═════ Provided records ═════

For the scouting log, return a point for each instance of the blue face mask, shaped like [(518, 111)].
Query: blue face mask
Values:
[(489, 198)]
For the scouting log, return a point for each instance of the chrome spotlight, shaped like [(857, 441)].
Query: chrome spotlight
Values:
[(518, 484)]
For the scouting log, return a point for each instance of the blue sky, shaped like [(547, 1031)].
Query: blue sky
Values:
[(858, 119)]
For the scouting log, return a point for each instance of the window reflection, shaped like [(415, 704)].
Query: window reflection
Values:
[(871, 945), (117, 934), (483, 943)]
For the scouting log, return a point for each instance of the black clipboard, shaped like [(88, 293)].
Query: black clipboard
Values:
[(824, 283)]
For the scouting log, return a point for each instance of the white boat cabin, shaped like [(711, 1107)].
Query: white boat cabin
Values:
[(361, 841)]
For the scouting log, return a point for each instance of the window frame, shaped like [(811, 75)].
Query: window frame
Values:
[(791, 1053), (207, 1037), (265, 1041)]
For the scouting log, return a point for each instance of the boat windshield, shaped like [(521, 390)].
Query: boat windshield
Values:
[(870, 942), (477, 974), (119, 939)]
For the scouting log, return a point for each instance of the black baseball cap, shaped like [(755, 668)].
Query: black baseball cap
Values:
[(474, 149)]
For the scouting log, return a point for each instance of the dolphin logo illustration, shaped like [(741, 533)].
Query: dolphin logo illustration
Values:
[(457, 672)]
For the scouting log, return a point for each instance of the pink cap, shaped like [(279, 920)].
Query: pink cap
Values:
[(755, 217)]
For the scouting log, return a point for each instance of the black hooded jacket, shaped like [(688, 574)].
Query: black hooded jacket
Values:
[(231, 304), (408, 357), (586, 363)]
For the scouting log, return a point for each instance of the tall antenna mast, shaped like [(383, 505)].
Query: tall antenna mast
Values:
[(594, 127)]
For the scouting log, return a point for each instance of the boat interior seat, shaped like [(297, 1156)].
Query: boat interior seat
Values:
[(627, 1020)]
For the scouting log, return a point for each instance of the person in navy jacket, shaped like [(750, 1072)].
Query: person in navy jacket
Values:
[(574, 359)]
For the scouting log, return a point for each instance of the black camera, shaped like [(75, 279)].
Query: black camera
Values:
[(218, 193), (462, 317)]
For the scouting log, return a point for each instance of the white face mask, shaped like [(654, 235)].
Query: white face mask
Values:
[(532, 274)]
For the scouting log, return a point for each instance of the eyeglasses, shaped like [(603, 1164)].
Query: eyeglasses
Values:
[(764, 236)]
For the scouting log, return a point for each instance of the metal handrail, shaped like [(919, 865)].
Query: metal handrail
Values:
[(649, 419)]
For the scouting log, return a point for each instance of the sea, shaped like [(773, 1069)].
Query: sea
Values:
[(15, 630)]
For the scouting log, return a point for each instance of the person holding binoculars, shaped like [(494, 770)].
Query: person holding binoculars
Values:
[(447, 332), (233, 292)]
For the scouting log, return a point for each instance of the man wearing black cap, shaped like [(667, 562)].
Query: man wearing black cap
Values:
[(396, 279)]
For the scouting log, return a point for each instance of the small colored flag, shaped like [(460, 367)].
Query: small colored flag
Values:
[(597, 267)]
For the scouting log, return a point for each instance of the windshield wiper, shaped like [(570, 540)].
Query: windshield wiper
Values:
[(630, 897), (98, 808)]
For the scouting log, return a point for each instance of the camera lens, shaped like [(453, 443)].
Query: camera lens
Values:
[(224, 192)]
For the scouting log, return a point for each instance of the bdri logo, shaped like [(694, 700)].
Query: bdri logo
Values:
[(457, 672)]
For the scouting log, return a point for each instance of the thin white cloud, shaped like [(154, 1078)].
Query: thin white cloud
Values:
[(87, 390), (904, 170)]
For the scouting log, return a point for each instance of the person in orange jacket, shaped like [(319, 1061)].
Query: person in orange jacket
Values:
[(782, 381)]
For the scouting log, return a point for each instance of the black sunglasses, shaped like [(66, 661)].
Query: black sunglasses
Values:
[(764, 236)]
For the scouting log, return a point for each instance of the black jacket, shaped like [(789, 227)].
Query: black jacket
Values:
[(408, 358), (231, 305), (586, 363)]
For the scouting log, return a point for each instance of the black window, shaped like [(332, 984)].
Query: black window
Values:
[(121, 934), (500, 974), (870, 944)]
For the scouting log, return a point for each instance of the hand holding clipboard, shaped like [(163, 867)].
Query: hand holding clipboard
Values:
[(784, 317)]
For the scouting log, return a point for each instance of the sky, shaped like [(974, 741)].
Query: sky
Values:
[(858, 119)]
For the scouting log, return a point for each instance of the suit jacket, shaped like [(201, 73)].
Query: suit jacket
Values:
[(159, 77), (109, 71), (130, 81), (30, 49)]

═════

- _Work to complete_: All that belongs in the answer is the run of lines above from the line containing "like [(154, 1078)]." through the line containing "Query: suit jacket", exactly as written.

- _Answer to the exercise_:
For the scouting log, return a point for each instance of the thin white cloud, shaped like [(154, 1078)].
Query: thin white cloud
Values:
[(87, 390), (904, 170)]
For the scouting log, return a point for each instance of the person in orange jacket, shaped like [(319, 1061)].
Query: person in orange jacket
Values:
[(782, 381)]
For the scouting log, return a point for each instance of the black sunglasses, shaped like [(66, 661)].
Query: black sunglasses
Values:
[(764, 236)]
For the scouting log, return a point for each instance of the black jacket, shaped like [(789, 227)].
Query: black jacket
Values:
[(408, 358), (231, 305), (586, 363)]
For the scouting log, return a point for each instance of the black window, shaped like [(332, 984)].
Query: black window
Values:
[(121, 934), (500, 974), (870, 944)]
For the scouting log, return a point for each instance of the hand holding clipboard, shaped like [(163, 867)].
Query: hand holding clipboard
Values:
[(784, 317)]
For the scouting log, return a point for each instance of the sky, shaped like [(974, 741)].
Query: sky
Values:
[(858, 119)]
For the scouting log, return a point for each instance of the suit jacket, shaped like [(201, 73)].
Query: suit jacket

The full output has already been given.